== TEXTO MOSTRADO ==
Carta ante la publicación del libro «Ardiente enamorado. Diego Hernández González»
«…Os doy las gracias y os felicito por la biografía de D. Diego. Me he leído unas cuantas páginas y rezuman cercanía y verdad sus palabras, sus escritos nacidos del corazón, por eso actuales y sinceros. La sonrisa de su rostro es ya una invitación. Cada día lo recuerdo para encomendarle el presbiterio de Orihuela-Alicante»
Inicio del Proceso de Canonización (25 de enero de 2002)
En el Nombre del Señor y sólo en su Nombre iniciamos hoy, fiesta de la conversión de S. Pablo, el proceso diocesano de canonización de D. Diego Hernández, sacerdote de nuestro presbiterio, que murió mañana hace veintidós años.
En el Nombre del Señor gastó su vida D. Diego. Una vida relativamente corta, 61 años y un mes, densa, verdadera. Entendía que la mediocridad es un insulto. Vida entregada, como lo aprendía del Evangelio y en la Eucaristía diaria. Vida de servicio. Vida de sacerdote.

== FILAS EXTRAÍDAS ==
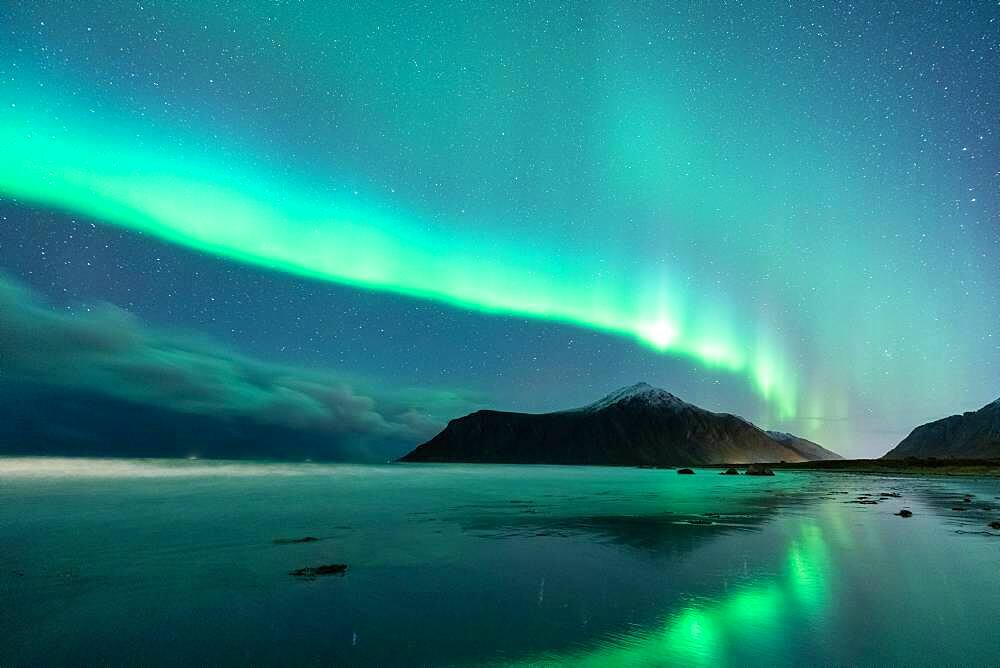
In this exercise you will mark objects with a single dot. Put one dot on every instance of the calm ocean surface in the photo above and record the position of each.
(174, 562)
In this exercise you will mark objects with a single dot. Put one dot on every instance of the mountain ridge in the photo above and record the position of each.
(636, 425)
(971, 435)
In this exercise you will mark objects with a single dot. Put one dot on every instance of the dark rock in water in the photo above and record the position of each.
(313, 572)
(634, 426)
(292, 541)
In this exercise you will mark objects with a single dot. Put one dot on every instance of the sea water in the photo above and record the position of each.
(158, 562)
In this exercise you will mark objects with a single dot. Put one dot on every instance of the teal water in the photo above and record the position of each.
(174, 562)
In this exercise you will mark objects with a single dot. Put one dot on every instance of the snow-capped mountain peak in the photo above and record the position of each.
(641, 394)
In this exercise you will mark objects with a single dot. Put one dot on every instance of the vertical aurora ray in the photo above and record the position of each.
(122, 173)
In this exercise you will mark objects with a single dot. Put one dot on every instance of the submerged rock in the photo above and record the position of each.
(313, 572)
(292, 541)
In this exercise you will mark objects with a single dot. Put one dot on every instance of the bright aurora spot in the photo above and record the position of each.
(251, 215)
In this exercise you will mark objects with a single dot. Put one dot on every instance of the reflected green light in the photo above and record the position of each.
(104, 167)
(707, 633)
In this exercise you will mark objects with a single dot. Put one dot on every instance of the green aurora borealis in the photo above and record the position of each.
(801, 199)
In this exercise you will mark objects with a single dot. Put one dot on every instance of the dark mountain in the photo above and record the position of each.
(637, 425)
(972, 435)
(809, 450)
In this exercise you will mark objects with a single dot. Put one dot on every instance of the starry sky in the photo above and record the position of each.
(371, 218)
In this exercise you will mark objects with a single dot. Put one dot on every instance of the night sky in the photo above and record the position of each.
(370, 218)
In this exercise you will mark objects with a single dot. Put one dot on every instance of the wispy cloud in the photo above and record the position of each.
(107, 351)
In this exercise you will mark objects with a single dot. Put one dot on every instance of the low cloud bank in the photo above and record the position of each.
(61, 365)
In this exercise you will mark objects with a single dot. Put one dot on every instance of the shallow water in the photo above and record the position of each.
(167, 562)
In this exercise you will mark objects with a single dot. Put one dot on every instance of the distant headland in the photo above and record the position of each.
(638, 425)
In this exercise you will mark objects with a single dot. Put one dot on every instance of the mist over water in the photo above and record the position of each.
(164, 562)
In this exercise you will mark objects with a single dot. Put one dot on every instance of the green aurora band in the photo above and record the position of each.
(109, 168)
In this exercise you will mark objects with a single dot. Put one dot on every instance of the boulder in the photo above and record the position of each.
(313, 572)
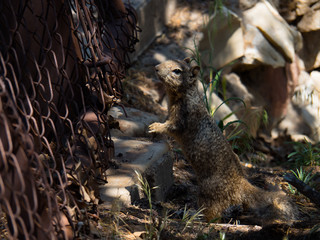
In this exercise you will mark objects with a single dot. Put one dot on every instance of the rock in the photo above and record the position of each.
(236, 5)
(135, 124)
(310, 21)
(258, 50)
(255, 36)
(224, 33)
(272, 88)
(215, 102)
(310, 53)
(308, 101)
(153, 15)
(303, 6)
(315, 76)
(274, 28)
(144, 157)
(235, 88)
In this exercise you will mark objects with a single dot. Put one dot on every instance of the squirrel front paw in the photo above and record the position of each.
(156, 127)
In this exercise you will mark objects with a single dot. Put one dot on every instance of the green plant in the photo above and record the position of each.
(151, 229)
(188, 218)
(303, 175)
(305, 154)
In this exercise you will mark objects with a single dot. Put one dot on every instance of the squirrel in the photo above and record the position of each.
(221, 179)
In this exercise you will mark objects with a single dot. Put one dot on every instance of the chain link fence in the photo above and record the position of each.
(61, 62)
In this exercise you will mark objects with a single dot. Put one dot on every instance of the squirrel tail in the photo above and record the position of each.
(271, 207)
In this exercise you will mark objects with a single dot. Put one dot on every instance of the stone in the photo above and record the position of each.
(222, 39)
(144, 157)
(236, 5)
(153, 15)
(258, 50)
(274, 28)
(310, 21)
(308, 101)
(303, 6)
(310, 53)
(135, 124)
(235, 88)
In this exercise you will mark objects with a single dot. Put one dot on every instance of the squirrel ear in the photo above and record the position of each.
(187, 60)
(195, 70)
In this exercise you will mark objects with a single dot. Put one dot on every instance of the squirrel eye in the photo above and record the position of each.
(177, 71)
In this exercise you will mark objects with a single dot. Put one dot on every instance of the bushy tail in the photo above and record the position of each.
(269, 207)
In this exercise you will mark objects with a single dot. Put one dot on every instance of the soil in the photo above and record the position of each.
(179, 217)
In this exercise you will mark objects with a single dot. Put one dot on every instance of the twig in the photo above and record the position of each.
(303, 188)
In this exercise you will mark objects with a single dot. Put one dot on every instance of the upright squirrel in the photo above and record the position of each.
(219, 173)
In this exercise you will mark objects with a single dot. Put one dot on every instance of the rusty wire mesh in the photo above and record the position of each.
(61, 62)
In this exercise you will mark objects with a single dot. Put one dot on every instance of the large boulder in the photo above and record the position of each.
(255, 36)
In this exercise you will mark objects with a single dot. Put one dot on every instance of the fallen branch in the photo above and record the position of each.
(303, 188)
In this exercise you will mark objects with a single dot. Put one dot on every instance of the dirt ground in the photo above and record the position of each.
(178, 217)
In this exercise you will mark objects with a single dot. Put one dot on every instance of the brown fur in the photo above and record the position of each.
(220, 176)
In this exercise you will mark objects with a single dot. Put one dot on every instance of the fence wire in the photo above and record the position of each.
(61, 62)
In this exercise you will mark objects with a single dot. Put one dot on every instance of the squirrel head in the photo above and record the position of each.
(177, 75)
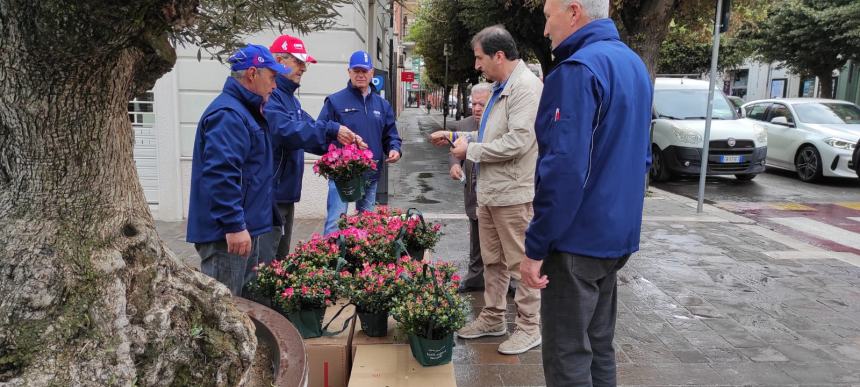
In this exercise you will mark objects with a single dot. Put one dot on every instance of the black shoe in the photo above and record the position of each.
(468, 289)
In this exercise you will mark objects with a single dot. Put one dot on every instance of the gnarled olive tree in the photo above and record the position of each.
(89, 295)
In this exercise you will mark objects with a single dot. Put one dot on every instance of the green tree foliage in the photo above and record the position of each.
(812, 37)
(437, 24)
(218, 25)
(687, 47)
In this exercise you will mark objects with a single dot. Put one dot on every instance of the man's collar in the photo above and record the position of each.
(287, 85)
(252, 101)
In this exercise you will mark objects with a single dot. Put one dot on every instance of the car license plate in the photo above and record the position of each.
(731, 159)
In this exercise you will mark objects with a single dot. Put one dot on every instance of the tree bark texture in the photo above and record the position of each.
(89, 295)
(825, 80)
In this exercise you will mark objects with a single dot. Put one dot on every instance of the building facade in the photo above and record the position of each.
(165, 119)
(756, 80)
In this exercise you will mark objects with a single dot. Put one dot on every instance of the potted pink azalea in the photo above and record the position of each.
(301, 291)
(347, 167)
(371, 289)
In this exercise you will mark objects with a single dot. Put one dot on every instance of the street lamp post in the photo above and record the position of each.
(447, 52)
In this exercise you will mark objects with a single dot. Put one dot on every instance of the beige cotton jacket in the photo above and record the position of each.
(508, 153)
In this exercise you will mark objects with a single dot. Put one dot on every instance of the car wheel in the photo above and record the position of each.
(855, 158)
(807, 162)
(659, 170)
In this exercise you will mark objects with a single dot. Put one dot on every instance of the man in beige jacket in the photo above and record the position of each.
(505, 152)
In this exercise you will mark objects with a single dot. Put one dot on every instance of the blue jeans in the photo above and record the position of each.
(336, 207)
(229, 269)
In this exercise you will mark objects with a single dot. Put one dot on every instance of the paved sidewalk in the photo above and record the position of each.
(712, 299)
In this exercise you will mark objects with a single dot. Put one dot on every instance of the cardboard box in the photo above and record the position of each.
(392, 365)
(330, 357)
(395, 336)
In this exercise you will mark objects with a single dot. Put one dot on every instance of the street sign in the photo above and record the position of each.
(378, 82)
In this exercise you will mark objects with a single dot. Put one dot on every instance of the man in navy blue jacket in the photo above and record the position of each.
(293, 131)
(369, 116)
(231, 171)
(592, 129)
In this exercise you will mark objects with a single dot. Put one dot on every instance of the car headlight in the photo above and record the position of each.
(761, 137)
(839, 143)
(686, 136)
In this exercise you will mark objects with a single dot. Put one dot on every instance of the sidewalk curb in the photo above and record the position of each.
(707, 209)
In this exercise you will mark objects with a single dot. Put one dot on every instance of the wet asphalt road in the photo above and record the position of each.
(775, 185)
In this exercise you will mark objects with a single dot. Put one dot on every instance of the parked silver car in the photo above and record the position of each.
(813, 137)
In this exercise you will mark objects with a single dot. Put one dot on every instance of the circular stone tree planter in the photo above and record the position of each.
(289, 357)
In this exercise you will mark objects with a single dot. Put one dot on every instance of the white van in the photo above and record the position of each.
(738, 146)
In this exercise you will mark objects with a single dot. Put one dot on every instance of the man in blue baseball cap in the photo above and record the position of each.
(231, 172)
(294, 132)
(369, 116)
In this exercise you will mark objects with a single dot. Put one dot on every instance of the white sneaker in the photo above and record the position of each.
(519, 342)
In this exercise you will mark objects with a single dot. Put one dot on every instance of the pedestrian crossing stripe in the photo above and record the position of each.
(792, 207)
(851, 205)
(821, 230)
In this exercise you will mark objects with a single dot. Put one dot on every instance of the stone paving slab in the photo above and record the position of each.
(703, 303)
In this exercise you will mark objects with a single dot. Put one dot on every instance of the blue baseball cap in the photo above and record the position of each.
(254, 55)
(360, 59)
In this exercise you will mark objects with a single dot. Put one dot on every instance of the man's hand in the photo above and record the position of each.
(460, 147)
(360, 142)
(393, 156)
(438, 137)
(530, 272)
(456, 172)
(239, 243)
(345, 136)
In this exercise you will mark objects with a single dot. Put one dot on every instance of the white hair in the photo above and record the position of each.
(481, 88)
(595, 9)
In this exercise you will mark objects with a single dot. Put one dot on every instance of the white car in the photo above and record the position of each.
(813, 137)
(737, 146)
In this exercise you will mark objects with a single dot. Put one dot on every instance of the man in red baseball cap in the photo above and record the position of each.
(293, 131)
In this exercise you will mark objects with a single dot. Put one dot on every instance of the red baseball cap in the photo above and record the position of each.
(286, 44)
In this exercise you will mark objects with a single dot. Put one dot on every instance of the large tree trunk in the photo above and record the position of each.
(645, 24)
(89, 294)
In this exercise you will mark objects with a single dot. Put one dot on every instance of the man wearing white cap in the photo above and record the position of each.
(294, 132)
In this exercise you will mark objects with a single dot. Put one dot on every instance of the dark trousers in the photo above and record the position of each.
(578, 309)
(276, 244)
(474, 277)
(232, 270)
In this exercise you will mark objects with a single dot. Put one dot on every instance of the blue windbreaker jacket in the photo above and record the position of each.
(592, 129)
(231, 171)
(293, 132)
(370, 117)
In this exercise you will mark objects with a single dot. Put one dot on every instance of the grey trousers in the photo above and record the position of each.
(276, 244)
(578, 309)
(232, 270)
(474, 277)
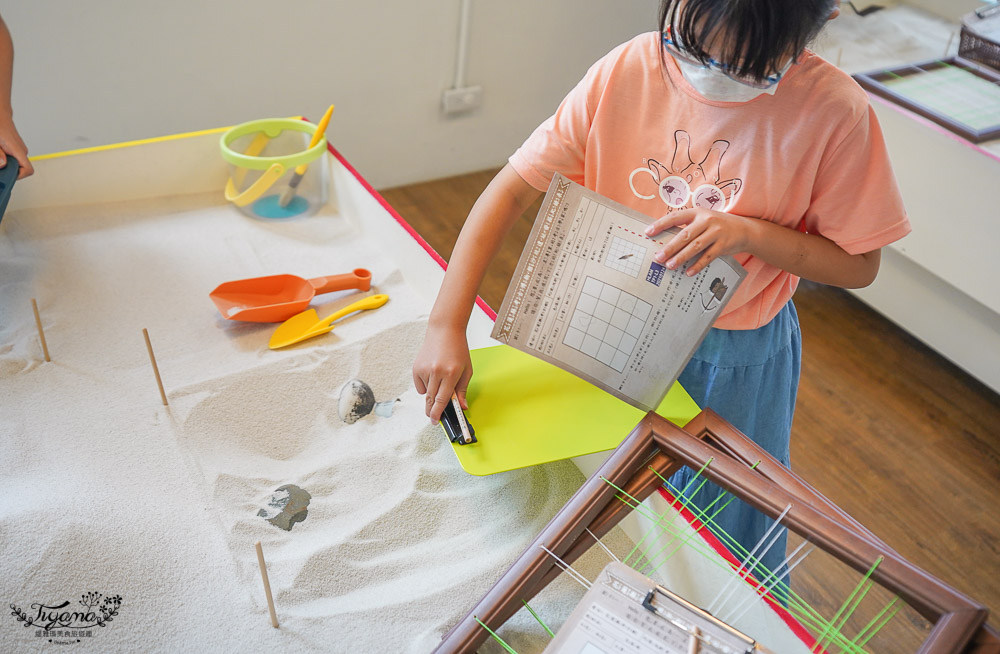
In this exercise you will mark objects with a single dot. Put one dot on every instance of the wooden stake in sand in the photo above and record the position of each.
(41, 334)
(156, 371)
(267, 585)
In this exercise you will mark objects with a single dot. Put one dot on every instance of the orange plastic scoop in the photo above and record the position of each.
(308, 323)
(279, 297)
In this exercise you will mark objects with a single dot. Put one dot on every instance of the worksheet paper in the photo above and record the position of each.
(588, 297)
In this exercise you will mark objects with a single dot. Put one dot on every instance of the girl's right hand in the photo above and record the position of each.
(443, 367)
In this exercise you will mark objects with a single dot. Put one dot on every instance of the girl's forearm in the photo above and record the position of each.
(491, 218)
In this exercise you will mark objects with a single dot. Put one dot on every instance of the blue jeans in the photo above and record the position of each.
(750, 378)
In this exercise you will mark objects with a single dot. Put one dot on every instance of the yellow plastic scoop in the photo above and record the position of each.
(308, 324)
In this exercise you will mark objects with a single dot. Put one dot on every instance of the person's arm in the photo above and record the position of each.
(809, 256)
(10, 141)
(443, 365)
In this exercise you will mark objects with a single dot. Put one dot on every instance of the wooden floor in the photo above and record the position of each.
(900, 438)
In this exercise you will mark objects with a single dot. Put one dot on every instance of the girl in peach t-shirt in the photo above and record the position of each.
(724, 123)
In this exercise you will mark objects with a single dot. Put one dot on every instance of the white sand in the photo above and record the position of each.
(106, 490)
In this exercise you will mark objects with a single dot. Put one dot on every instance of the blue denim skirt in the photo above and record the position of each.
(750, 378)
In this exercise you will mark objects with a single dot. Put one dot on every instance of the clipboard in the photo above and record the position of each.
(626, 611)
(528, 412)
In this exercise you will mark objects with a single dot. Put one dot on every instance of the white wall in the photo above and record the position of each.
(104, 71)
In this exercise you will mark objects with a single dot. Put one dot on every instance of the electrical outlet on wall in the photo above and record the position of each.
(462, 100)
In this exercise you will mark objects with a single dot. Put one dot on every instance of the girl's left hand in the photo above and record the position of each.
(710, 234)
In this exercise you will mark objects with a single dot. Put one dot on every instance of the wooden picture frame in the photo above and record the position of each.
(657, 447)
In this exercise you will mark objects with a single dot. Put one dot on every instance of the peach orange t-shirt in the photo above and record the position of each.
(809, 157)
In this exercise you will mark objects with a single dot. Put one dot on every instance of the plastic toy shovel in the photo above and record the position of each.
(279, 297)
(308, 324)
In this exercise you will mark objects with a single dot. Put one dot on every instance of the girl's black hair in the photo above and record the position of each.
(754, 38)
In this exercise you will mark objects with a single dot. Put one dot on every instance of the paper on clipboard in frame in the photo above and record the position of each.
(588, 297)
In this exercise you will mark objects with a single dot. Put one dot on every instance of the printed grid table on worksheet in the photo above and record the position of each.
(606, 323)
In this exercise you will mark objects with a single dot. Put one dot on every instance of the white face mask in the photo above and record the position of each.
(713, 85)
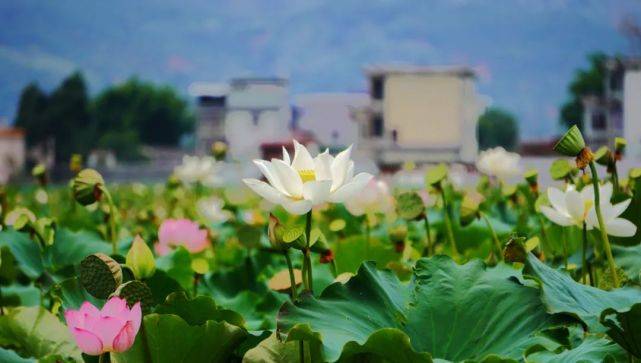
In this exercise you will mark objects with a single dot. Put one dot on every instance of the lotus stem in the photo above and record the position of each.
(429, 249)
(112, 223)
(495, 237)
(602, 228)
(448, 224)
(307, 253)
(292, 278)
(583, 258)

== DETALLES DEL PROBLEMA ==
En el texto sobre el proceso de canonización de D. Diego Hernández, ¿qué edad tenía D. Diego al morir? Las filas son un material independiente del texto.

== SOLUCIÓN ==
61 años y un mes.